▶ _Work request_: Exclude all images and print the entries below exactly.

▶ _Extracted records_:

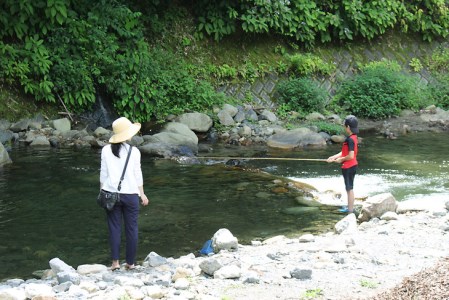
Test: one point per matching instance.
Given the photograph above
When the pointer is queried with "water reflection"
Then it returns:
(48, 208)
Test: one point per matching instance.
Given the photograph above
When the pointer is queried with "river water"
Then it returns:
(48, 208)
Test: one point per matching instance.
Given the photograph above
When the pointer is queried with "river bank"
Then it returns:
(364, 261)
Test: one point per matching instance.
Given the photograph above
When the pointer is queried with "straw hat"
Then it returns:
(123, 130)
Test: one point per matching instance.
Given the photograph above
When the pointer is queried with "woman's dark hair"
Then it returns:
(116, 149)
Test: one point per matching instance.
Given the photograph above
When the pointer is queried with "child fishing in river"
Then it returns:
(348, 158)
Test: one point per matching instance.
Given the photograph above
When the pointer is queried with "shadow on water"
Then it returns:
(48, 208)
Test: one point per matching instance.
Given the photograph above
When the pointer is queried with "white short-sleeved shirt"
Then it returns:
(112, 168)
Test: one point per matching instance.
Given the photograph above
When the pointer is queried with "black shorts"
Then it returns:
(348, 175)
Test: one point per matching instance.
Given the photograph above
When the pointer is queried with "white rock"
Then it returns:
(13, 294)
(128, 281)
(182, 284)
(224, 240)
(307, 238)
(389, 216)
(347, 225)
(153, 291)
(228, 272)
(91, 269)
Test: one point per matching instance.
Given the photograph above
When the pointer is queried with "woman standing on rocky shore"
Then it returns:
(113, 157)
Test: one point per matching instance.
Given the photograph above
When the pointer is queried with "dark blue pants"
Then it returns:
(128, 207)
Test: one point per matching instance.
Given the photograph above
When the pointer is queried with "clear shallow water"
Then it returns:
(48, 209)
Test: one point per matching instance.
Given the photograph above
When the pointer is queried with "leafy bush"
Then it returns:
(439, 61)
(439, 91)
(379, 92)
(308, 21)
(302, 95)
(330, 128)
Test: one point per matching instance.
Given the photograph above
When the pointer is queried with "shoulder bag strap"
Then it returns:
(124, 168)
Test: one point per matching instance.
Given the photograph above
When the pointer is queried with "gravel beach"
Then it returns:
(396, 256)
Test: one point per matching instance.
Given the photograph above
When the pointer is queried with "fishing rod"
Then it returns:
(261, 158)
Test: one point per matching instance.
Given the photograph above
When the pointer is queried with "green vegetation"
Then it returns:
(379, 91)
(302, 95)
(158, 58)
(312, 294)
(314, 21)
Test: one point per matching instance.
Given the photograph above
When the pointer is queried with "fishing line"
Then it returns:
(261, 158)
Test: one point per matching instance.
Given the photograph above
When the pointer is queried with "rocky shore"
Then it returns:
(394, 251)
(375, 259)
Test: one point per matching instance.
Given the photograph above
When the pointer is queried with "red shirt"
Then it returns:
(350, 144)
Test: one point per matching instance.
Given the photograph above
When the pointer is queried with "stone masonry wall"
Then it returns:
(346, 59)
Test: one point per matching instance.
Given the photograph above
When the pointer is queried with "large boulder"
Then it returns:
(62, 125)
(4, 156)
(299, 137)
(224, 240)
(198, 122)
(376, 206)
(175, 139)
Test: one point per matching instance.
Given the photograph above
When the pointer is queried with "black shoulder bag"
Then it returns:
(107, 200)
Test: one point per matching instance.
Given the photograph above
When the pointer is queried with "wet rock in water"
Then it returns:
(233, 163)
(280, 190)
(299, 210)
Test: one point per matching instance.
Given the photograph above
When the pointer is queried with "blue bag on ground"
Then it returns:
(207, 248)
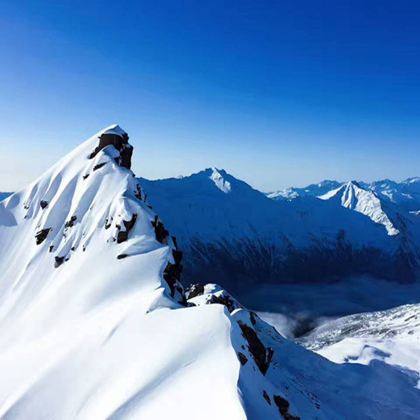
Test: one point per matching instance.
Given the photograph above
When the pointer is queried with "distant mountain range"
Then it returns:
(95, 324)
(237, 235)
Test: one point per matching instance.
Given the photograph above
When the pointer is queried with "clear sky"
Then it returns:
(278, 93)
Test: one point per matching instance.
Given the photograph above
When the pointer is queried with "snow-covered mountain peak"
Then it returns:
(217, 177)
(352, 196)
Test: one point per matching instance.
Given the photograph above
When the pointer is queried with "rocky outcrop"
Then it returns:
(122, 235)
(283, 406)
(119, 139)
(41, 235)
(260, 353)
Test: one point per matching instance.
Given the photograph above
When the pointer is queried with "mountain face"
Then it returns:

▶ _Completed exercise_:
Test: one point per matching instance.
Given the photograph above
When the pointer is queried with "water reflection"
Then it returns:
(48, 208)
Test: one point per matching instance.
Given the photograph above
When the pointer is queried with "river water"
Then it returns:
(48, 208)
Test: one point per matching instance.
Given the photograph above
When the pointer is queried with "river bank"
Then it returns:
(364, 261)
Test: one point per matching instance.
Given the photograph above
When the pointer is queried with "straw hat"
Then it returns:
(123, 130)
Test: one point per matching instance.
Given the photograph above
When the pointer is queried with "woman's dark hair"
Then it returns:
(116, 149)
Test: one point per matching instance.
Given the photograph above
When the pointer is queried with "child fishing in river"
Then it returns:
(348, 158)
Test: one point per matching instance.
Given the photograph above
When the pointer is queried with "shadow on water"
Then it returns:
(48, 208)
Test: one point per matching instance.
Given the photograph above
When the pointer is queried with "white short-sleeved shirt"
Then it returns:
(112, 168)
Test: one point per matching instance.
Given the photograph above
When the pointer is queried with "black shorts"
Then it returns:
(348, 175)
Test: one point per matching instance.
Given the photograph above
When the pointer is queried with "white rock"
Then it returns:
(13, 294)
(128, 281)
(182, 284)
(224, 240)
(307, 238)
(389, 216)
(347, 225)
(153, 291)
(228, 272)
(91, 269)
Test: one point per matching instance.
Given the photograph above
When the pointer is queried with "woman standing on rocky shore"
Then it returns:
(113, 157)
Test: one point per matching instance.
Given the photograph above
When the pointer is queried with "dark blue pants"
Then it returns:
(128, 207)
Test: one point per matching instance.
Given the photograph above
When the pointer is queried with "clear shallow water"
Then it returns:
(48, 209)
Test: one point per matching instance.
Given the photograph above
When the pointer is queried with "leafy bush"
Then it returns:
(439, 61)
(439, 91)
(379, 92)
(308, 21)
(302, 95)
(330, 128)
Test: one point per matching instance.
Given the photograph above
When the pointer is queried with "shoulder bag strap"
Then it returns:
(124, 168)
Test: one point per matching instance.
Given the photograph above
When the pointer is queried with "gravel beach"
Then it returns:
(396, 256)
Test: one point per matching instance.
Given the photograph above
When the pointer is queried with "fishing rod"
Then it returns:
(261, 158)
Test: one point per matching instance.
Given the photograph above
When the pointer is queried with "green vegetation"
Then it returns:
(379, 91)
(302, 95)
(158, 58)
(312, 294)
(314, 21)
Test: one point per matching instance.
Given the photograph above
When the pointer is queried with "fishing line"
Then it returns:
(261, 158)
Test: one point per matching instance.
Given the photograph above
When the pointer is queried with "rocky shore"
Then it returns:
(394, 251)
(375, 259)
Test: one point per matching instance.
Given the photograph above
When the pointer is queried with "red shirt"
Then it returns:
(350, 144)
Test: one point per matching instance.
Given the photograph above
When the pointer is queried with "stone masonry wall"
Then it returns:
(346, 59)
Test: one point per matching instance.
Given the photograph above
When the pointer is queried with "large boulder"
Then it returns:
(62, 125)
(4, 156)
(299, 137)
(224, 240)
(198, 122)
(376, 206)
(175, 139)
Test: one point per matching instance.
Given the photograph above
When the pointer is queried with "black shoulder bag"
Then it returns:
(107, 200)
Test: one point per matching instance.
Given the photograph above
When the pointer is queried with "wet rock in water"
Then it returns:
(233, 163)
(280, 190)
(299, 210)
Test: one point per matching instance.
Given the photograph above
When the pointer is queried with "blue bag on ground"
Then it returns:
(207, 248)
Test: one point per matching instance.
Given the photograph above
When the pointer is queried with "distant mountain range"
Then it returns:
(95, 324)
(237, 235)
Test: one point per matching instance.
Given the photograph above
When the pointer is queried with "clear sky"
Then it returns:
(278, 93)
Test: one point per matching instance.
Given the photograph above
When the pointer is queried with "snow-covered mountain peak"
Then it returns:
(217, 177)
(352, 196)
Test: one point per matching instance.
Given the photograph above
When the pointer is queried with "rocky outcrop"
Then it returns:
(122, 235)
(283, 406)
(119, 139)
(41, 235)
(260, 353)
Test: one point per matching instance.
Given the photograph above
When the pointer is queried with "mountain face"
Then it returns:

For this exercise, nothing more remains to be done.